-- Task item --
Find every line of the listing below where "tall" appears, and copy it.
(Beginning of Data under study)
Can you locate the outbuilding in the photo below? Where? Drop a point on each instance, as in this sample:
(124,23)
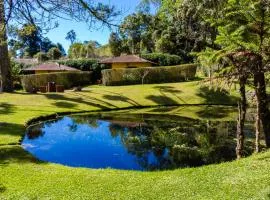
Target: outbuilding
(127,61)
(49,68)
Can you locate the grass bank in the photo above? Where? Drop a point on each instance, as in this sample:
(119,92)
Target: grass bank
(23,177)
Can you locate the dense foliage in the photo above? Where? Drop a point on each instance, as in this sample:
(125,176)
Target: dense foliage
(69,79)
(86,65)
(149,75)
(28,40)
(163,59)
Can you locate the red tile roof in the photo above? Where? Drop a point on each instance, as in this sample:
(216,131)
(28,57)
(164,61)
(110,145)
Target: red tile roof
(51,67)
(125,59)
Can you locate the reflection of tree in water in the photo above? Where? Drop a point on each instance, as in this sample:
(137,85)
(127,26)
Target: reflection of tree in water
(35,132)
(167,145)
(85,119)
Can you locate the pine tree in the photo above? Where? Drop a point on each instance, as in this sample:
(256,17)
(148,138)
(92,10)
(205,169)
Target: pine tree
(243,37)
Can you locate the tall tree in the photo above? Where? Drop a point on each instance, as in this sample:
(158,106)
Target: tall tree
(End of Data under study)
-- Reply to the task --
Can you locate the tall tree in the photo above? Where? Drop a point on each instance, as in this sample:
Target: tall tree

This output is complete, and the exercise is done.